BEGIN RECORDS FOR PROCESSING

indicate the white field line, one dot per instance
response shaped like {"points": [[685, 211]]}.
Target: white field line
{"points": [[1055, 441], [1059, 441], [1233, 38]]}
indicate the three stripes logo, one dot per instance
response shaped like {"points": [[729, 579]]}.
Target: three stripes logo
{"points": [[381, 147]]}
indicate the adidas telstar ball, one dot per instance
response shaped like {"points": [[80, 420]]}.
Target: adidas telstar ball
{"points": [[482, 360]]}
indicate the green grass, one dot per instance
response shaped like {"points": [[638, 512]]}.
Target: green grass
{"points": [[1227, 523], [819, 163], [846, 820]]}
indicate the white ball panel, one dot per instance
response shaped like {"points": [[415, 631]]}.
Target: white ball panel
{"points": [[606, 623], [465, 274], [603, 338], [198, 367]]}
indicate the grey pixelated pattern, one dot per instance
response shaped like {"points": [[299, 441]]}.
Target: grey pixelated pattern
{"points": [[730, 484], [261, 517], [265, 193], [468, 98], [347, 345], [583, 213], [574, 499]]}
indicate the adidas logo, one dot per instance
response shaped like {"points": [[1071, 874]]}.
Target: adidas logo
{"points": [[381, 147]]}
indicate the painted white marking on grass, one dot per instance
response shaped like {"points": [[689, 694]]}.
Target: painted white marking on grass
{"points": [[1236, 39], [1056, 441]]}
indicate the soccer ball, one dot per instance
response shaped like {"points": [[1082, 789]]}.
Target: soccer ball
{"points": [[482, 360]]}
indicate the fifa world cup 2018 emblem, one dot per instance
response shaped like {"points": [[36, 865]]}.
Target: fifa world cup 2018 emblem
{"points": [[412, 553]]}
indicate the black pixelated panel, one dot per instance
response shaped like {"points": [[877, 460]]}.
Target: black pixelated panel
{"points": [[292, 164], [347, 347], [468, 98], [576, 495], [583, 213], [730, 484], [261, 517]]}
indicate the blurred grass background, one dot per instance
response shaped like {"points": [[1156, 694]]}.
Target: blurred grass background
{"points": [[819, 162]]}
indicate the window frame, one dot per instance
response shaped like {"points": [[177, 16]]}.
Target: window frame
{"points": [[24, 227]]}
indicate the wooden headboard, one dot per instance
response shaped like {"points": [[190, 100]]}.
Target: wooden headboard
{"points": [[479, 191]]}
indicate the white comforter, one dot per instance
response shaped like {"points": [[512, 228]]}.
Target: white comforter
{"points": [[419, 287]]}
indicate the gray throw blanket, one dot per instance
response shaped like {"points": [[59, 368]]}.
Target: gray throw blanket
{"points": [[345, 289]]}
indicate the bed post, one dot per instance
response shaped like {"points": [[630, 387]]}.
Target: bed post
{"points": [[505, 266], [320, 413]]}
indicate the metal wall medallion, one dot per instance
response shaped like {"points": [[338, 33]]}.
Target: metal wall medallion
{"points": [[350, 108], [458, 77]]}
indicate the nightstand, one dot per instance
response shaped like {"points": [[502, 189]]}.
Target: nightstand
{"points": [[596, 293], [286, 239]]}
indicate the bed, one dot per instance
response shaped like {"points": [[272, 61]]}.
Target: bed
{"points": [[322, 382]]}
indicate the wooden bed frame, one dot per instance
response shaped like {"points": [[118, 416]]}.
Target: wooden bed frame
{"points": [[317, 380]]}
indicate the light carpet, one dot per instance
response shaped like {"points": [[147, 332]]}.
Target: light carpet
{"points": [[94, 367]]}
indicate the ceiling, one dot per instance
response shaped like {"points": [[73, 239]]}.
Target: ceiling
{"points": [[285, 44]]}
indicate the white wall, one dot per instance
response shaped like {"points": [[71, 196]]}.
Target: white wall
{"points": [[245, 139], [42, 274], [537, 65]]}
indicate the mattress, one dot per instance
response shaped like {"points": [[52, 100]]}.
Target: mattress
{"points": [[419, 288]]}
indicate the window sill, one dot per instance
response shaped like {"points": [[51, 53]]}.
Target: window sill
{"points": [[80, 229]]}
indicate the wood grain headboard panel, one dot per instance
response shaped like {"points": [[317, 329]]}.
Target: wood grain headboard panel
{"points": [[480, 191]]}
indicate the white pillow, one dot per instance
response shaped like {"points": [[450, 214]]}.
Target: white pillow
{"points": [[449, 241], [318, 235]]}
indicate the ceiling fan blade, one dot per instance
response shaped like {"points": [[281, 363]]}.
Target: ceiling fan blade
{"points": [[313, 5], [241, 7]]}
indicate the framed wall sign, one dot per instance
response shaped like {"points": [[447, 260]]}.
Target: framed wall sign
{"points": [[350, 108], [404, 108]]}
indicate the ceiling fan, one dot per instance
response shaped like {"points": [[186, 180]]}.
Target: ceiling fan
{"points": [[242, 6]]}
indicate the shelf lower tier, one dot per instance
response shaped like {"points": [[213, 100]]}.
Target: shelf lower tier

END RECORDS FOR PROCESSING

• _WHAT YOU WILL DO_
Give every entry back unchanged. Leave none out.

• _TASK RESPONSE_
indicate the white field line, one dot per instance
response shaped like {"points": [[685, 211]]}.
Target: white field line
{"points": [[1055, 441], [1059, 441], [1233, 38]]}
indicate the three stripes logo, one dot per instance
response shaped like {"points": [[729, 579]]}.
Target: three stripes logo
{"points": [[381, 147]]}
indicate the adidas telstar ball, one dot per instance
response shaped like {"points": [[80, 420]]}.
Target: adidas telstar ball
{"points": [[482, 360]]}
indicate the green grass, one dot per instance
response shaped like {"points": [[638, 512]]}.
Target: green grass
{"points": [[1227, 523], [819, 163], [846, 820]]}
indicate the white ball panel, one dot per instance
response shaped like {"points": [[415, 631]]}.
Target: white ball panel
{"points": [[606, 623], [465, 274], [603, 338], [198, 367]]}
indicate the grey pixelated pattern, one dot per instance
response shaped like {"points": [[299, 441]]}.
Target: grey pixelated pattern
{"points": [[730, 484], [261, 517], [265, 193], [468, 98], [347, 345], [583, 213], [574, 499]]}
indicate the adidas logo, one dot per instance
response shaped like {"points": [[1071, 874]]}.
Target: adidas logo
{"points": [[381, 147]]}
indicate the painted white marking on grass, one dot per instance
response shaped like {"points": [[689, 694]]}.
Target: painted white marking on grass
{"points": [[1236, 39], [1056, 441]]}
indicate the soccer ball, one dot per instance
response shaped like {"points": [[1082, 789]]}.
Target: soccer ball
{"points": [[482, 360]]}
indicate the fifa world cup 2018 emblem, one dot per instance
response shaped like {"points": [[36, 865]]}.
Target: fifa world cup 2018 emblem
{"points": [[412, 553]]}
indicate the black pixelated panel, one dot per instance
response shaped like {"points": [[877, 460]]}.
Target: black pixelated panel
{"points": [[292, 164], [347, 347], [468, 98], [576, 495], [583, 213], [730, 484], [261, 517]]}
indicate the blurred grass background, one dot per instance
response shaped like {"points": [[1156, 694]]}.
Target: blurred grass background
{"points": [[819, 162]]}
indicate the window frame, one dot per instance
response shaped like {"points": [[177, 16]]}.
Target: window frame
{"points": [[24, 227]]}
indicate the wooden headboard, one dot per instance
response shaped like {"points": [[190, 100]]}.
Target: wooden headboard
{"points": [[479, 191]]}
indicate the white comforter, one dot per instance
response shaped like {"points": [[512, 228]]}.
Target: white comforter
{"points": [[419, 287]]}
indicate the gray throw blanket, one dot per instance
response shaped like {"points": [[59, 368]]}.
Target: gray throw blanket
{"points": [[345, 289]]}
indicate the bed post, one dot per instance
response shaped like {"points": [[630, 387]]}.
Target: bed post
{"points": [[505, 266], [320, 413]]}
indicate the metal wall medallion, one dot per instance
response shaped like {"points": [[338, 33]]}.
Target: metal wall medallion
{"points": [[350, 108], [458, 77]]}
indicate the nightstand, one dot per instance
response shaped like {"points": [[502, 189]]}.
Target: nightstand
{"points": [[596, 293], [286, 239]]}
indicate the bed, one dot per instance
response shaped like {"points": [[272, 61]]}.
Target: bed
{"points": [[322, 382]]}
indicate the wooden bed frame, one dot per instance
response shaped like {"points": [[118, 416]]}.
Target: wooden bed frame
{"points": [[317, 380]]}
indicate the light carpet, one dot per instance
response shaped like {"points": [[147, 332]]}.
Target: light carpet
{"points": [[94, 367]]}
indicate the ceiling, one dot per instance
response shaped like {"points": [[73, 239]]}.
Target: ceiling
{"points": [[285, 44]]}
indicate the white wall, one dot per instance
response shaped like {"points": [[71, 196]]}.
Target: white wall
{"points": [[245, 139], [42, 274], [537, 65]]}
indicate the mattress, one dot per instance
response shaped like {"points": [[52, 100]]}.
Target: mattress
{"points": [[419, 288]]}
indicate the window sill, one dot per instance
response shaped like {"points": [[51, 53]]}.
Target: window sill
{"points": [[80, 229]]}
indicate the wood grain headboard panel, one dot per instance
response shaped like {"points": [[317, 329]]}.
Target: wood grain headboard panel
{"points": [[480, 191]]}
indicate the white pillow, one dot per instance
response shaped like {"points": [[450, 214]]}.
Target: white pillow
{"points": [[449, 241], [318, 235]]}
indicate the ceiling fan blade, one dot per instance
response shaped like {"points": [[281, 363]]}.
Target: ceiling fan blade
{"points": [[313, 5], [241, 7]]}
indicate the framed wall sign, one dot per instance
response shaped like {"points": [[447, 260]]}.
Target: framed wall sign
{"points": [[350, 108], [404, 108]]}
indicate the ceiling fan, one dot per instance
response shaped like {"points": [[186, 180]]}.
Target: ceiling fan
{"points": [[242, 6]]}
indicate the shelf lower tier, one dot per instance
response shaped like {"points": [[213, 100]]}.
Target: shelf lower tier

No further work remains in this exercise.